# [Exercise set]
[1] Can you sum up the conclusions on soil microbes and plant coexistence in two sentences?
[2] Could you continue the conclusions on soil microbes and plant coexistence, starting after their final sentence?
---- Source passage
Conclusions
Current plant community theory postulates that stabilizing mechanisms are essential for plant coexistence[1]. We have found evidence that microbially mediated niche modification and negative soil community feedbacks might significantly contribute to these mechanisms, but we do not find convincing evidence of ecologically meaningful resource redistribution via common mycorrhizal networks. Rather, studies claiming to show CMNs likely reflect altered densities of mycorrhizae. While this review has focused largely on plant species coexistence, we have also identified potential implications of these microbial mechanisms for plant species invasions and monodominance. We see great potential to extend the frameworks that we have developed to gain insights into the roles of soil microbial interactions in plant community response to anthropogenic environmental changes.
--------
---- The data
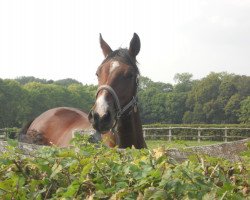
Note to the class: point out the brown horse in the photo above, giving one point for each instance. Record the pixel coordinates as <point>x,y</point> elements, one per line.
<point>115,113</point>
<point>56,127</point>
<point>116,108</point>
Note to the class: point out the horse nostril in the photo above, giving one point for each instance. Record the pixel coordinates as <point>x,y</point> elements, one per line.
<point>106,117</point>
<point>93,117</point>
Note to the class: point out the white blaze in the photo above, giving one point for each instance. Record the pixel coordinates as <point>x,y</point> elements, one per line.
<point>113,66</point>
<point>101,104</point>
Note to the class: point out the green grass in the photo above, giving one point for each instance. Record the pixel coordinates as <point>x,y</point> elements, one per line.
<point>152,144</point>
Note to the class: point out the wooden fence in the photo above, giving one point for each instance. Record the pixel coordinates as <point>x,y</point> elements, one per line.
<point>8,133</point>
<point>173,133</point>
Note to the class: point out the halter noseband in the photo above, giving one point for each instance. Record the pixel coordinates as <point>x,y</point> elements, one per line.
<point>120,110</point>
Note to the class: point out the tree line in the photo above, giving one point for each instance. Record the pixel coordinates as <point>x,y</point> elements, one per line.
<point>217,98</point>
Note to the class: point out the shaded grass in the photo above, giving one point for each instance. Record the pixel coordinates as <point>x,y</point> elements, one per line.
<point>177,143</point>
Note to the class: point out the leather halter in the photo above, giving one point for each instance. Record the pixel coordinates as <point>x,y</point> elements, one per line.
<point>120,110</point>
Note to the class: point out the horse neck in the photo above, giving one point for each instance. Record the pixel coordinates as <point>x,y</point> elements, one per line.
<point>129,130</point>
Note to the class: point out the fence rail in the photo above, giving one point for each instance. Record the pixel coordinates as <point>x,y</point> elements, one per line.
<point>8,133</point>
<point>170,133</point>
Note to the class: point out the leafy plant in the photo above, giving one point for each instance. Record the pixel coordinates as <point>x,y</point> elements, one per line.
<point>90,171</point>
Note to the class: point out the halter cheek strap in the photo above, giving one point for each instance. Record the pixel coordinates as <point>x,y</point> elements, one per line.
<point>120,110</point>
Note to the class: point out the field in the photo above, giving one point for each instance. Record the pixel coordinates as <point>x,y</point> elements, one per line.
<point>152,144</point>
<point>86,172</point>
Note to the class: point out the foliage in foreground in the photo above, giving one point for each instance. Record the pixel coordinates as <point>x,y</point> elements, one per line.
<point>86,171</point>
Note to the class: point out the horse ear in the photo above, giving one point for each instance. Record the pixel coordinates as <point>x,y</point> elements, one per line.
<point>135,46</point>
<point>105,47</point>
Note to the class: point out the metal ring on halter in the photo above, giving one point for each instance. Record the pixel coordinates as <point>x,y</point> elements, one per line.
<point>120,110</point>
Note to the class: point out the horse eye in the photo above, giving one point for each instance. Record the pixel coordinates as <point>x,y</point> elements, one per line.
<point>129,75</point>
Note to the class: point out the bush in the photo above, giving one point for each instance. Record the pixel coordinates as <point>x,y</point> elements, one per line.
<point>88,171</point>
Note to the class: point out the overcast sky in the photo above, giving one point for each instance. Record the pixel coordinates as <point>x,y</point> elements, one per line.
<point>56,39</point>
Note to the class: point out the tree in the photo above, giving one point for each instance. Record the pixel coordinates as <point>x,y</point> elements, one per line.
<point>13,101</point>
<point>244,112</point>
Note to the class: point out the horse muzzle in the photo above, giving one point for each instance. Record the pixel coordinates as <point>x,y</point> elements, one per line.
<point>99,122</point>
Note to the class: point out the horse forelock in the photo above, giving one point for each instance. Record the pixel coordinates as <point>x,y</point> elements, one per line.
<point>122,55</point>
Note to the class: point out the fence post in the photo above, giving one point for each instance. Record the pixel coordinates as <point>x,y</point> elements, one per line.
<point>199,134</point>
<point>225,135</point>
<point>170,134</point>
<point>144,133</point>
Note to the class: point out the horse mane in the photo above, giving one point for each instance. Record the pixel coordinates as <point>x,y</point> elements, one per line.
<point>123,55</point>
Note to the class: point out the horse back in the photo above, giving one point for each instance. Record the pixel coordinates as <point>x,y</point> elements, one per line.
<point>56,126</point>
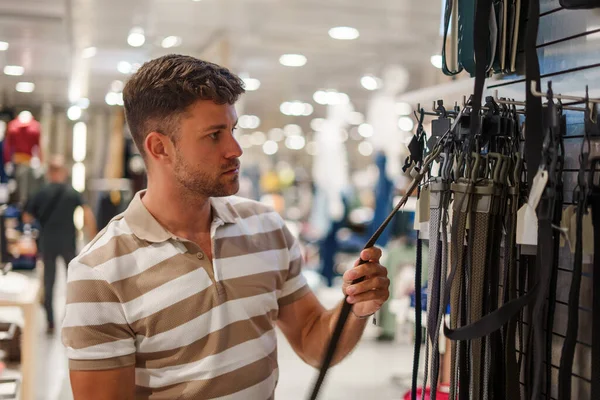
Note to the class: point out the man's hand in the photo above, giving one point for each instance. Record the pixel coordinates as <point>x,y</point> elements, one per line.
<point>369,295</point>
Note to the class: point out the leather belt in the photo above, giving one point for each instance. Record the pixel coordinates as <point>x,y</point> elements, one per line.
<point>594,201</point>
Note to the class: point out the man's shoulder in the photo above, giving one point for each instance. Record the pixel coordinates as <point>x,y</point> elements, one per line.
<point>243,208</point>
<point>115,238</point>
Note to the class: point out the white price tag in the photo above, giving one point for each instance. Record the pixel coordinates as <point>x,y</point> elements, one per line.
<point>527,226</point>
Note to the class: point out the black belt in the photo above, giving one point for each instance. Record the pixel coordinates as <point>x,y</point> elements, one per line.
--------
# [Answers by item number]
[1] The review finds evidence that microbially mediated niche modification and negative soil community feedbacks may contribute to the stabilizing mechanisms that plant community theory holds essential for coexistence, but no convincing evidence of ecologically meaningful resource redistribution through common mycorrhizal networks, since studies claiming such networks likely reflect altered mycorrhizal densities. It also identifies implications of these microbial mechanisms for plant invasions and monodominance, and it sees great potential to extend its frameworks to how plant communities respond to anthropogenic environmental changes.

[2]
Acknowledgements
This collaboration was supported by the Australian Research Council-New Zealand Research Network for Vegetation Function (Working Group 61 - Plant-Soil Microbes Feedbacks). JDB was supported by NSF grants DEB-0616891, DEB-0919434 and NIH-5 R01 GM092660. IAD was supported by Ecosystem Resilience OBI of the FRST of NZ. MM and MZ were supported by ETF grants 7371, 7366 and Center of Excellence FIBIR.
Glossary
- Arbuscular mycorrizas (AM)
Symbiotic associations between plants and fungi where fungal hyphae colonize plant root cells and form arbuscules which are branching structures and site of exchange of nutrients between the plant and fungus.
- Common mycorrhizal networks (CMNs)
Extraradical hyphae from mycorrhizal fungi that grow in symbiosis with more than one plant, forming a belowground network linking numerous plant roots.
- Ectomycorrhizas (EM)
Plant-/fungal symbiosis where a fungal mantle encloses short lateral roots of plants with limited hyphal penetration of the root.
- Janzen-Connell hypothesis
Janzen[73] and Connell[90] suggested that negative feedback between trees and seedlings (, driven by increased species-specific herbivores and fungi near trees), is an important mechanism contributing to tropical rainforest diversity. This pattern is the spatial signature of negative feedback and maymight frequently be driven by soil microbes.
- Mycoheterotrophic
Symbiotic relationship between plants and fungi in which the plant obtains its food by parasitism of the fungus rather than from photosynthesis.
- Niche differentiation
Classic niche differentiation suggests that two species can co-exist when they utilize resources differently, thereby reducing interspecific competition.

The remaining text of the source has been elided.